Extracted records
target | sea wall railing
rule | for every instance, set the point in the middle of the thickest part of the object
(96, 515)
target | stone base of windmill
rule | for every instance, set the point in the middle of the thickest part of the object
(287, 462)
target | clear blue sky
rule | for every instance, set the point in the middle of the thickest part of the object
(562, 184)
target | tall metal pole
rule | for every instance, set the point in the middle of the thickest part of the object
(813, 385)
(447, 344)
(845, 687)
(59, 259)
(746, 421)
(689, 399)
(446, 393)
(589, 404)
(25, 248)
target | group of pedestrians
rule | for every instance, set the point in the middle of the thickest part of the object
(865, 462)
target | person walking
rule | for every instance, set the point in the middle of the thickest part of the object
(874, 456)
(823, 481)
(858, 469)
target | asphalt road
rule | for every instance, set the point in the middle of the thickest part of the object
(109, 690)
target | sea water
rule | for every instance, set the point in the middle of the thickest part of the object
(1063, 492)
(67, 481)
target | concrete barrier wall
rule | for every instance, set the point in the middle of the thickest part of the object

Problem description
The answer must be every line from the records above that contains the word "target", copied out.

Exercise solution
target | sea wall railing
target | stone base of windmill
target | clear blue sky
target | tall metal pole
target | group of pedestrians
target | person walking
target | asphalt road
target | sea water
target | concrete barrier wall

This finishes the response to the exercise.